Input data START
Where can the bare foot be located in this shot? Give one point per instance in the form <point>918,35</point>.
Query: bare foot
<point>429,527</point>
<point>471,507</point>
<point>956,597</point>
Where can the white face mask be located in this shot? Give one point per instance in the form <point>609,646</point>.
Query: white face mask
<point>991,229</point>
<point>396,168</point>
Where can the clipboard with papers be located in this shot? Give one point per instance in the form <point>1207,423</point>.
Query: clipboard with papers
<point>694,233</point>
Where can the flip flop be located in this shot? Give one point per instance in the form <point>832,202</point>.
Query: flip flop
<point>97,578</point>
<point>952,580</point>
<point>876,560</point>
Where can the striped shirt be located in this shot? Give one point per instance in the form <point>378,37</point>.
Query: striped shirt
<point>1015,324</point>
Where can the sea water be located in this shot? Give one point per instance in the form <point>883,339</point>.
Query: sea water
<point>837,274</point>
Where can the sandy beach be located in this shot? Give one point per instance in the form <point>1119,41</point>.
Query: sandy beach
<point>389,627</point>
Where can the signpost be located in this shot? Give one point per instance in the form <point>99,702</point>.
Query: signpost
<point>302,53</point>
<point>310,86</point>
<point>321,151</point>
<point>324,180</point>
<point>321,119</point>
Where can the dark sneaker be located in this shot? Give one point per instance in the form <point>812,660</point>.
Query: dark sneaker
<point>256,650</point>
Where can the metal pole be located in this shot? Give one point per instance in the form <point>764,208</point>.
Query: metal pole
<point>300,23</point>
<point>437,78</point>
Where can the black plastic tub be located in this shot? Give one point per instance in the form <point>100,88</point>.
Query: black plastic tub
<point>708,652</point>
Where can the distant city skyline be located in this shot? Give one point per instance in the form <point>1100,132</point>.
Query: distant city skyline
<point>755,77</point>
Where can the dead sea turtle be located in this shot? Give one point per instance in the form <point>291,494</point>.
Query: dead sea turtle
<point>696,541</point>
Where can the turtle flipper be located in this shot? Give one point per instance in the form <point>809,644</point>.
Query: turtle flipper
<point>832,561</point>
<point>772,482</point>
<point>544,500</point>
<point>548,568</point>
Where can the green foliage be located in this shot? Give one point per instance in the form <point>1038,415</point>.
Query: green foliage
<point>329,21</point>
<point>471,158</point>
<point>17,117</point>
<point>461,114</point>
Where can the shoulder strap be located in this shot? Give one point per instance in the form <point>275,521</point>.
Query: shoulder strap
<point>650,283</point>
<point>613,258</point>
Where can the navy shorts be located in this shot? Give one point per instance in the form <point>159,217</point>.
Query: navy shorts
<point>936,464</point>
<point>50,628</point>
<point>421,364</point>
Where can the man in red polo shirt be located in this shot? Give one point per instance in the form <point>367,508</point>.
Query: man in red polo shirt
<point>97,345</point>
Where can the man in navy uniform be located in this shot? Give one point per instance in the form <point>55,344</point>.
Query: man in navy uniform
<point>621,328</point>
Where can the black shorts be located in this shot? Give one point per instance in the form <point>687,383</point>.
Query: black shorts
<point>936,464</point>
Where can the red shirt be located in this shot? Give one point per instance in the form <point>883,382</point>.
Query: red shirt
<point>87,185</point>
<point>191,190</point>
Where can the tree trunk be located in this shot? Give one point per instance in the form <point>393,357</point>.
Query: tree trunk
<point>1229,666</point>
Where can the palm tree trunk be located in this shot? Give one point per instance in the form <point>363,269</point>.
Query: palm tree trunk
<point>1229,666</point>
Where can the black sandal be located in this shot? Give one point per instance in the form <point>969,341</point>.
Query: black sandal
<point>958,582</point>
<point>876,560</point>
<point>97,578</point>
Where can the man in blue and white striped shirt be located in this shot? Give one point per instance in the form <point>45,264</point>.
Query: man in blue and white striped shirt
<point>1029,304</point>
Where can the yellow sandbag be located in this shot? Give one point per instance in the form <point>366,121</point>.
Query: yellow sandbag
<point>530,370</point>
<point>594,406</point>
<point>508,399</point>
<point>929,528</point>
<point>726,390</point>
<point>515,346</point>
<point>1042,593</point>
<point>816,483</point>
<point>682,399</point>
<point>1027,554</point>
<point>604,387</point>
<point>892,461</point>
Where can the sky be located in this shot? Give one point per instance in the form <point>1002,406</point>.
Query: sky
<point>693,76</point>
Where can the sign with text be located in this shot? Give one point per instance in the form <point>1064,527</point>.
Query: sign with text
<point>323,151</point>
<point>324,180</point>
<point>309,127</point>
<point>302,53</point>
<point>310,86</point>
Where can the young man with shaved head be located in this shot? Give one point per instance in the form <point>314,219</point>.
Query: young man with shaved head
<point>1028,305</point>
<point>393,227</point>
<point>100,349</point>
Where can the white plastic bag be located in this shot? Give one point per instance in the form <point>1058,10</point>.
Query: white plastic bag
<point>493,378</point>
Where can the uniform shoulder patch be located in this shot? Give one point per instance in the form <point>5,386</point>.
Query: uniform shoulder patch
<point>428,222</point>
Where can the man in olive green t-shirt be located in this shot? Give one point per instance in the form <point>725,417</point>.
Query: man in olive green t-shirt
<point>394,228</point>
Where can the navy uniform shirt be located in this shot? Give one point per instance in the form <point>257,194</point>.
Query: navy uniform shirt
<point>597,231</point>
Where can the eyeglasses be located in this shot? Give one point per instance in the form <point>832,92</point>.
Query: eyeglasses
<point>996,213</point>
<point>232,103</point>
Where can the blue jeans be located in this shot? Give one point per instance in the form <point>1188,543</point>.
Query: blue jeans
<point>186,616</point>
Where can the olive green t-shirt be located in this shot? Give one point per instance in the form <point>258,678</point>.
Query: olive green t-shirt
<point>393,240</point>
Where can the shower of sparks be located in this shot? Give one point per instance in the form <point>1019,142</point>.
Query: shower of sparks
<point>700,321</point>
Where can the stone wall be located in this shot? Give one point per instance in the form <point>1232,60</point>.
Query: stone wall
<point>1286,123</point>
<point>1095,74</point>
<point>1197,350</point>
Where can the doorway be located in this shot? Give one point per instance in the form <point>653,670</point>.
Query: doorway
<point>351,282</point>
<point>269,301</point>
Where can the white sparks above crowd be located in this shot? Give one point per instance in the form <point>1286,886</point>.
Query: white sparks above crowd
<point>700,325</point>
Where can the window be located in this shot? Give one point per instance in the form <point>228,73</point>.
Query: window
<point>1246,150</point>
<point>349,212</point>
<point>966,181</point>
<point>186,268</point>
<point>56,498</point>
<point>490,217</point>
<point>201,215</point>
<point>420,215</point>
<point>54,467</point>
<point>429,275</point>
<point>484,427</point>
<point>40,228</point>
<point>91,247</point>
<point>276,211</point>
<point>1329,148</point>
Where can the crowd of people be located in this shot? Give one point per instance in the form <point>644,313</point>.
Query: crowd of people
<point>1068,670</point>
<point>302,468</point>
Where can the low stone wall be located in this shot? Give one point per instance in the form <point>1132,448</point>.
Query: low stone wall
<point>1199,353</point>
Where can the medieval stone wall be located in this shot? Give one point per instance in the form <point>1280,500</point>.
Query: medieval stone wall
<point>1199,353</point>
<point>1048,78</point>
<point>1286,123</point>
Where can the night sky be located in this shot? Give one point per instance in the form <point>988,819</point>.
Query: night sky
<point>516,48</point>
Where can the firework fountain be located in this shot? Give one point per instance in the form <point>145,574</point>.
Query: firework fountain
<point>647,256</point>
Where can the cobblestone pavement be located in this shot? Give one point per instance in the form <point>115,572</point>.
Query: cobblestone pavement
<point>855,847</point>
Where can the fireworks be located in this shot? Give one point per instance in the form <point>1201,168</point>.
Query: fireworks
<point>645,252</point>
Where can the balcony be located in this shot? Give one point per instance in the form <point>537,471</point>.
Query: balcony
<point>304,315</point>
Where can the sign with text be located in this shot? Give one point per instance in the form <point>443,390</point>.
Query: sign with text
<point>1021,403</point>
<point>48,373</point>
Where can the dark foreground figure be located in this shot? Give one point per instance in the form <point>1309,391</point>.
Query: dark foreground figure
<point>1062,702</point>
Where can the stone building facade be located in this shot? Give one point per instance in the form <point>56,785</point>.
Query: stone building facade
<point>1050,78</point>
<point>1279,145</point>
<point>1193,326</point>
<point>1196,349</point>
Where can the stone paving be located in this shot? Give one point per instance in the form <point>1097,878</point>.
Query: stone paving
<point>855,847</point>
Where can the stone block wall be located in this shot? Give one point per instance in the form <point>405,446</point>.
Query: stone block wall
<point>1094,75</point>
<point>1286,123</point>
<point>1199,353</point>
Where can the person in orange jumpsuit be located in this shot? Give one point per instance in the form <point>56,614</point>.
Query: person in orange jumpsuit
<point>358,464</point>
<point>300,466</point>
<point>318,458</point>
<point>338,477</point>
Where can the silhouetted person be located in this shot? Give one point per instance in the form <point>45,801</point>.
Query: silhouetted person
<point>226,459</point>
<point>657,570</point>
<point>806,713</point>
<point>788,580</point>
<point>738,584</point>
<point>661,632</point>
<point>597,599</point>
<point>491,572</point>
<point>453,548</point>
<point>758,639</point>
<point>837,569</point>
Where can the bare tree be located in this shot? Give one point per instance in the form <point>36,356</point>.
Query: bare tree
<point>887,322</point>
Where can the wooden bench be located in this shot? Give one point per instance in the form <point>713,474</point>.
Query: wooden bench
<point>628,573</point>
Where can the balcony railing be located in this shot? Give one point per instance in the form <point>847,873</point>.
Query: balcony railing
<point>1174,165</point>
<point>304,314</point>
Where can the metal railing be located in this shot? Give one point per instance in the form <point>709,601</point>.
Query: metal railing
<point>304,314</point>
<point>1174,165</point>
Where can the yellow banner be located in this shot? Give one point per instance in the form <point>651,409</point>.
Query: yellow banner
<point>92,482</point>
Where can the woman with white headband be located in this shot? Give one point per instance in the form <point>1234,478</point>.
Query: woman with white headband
Input data END
## Problem requirements
Looking at the entries above, copy out every line in which "headband" occurs.

## Output
Where can the woman with white headband be located in this shot? Give one point per instance in the form <point>1234,478</point>.
Query: woman with white headband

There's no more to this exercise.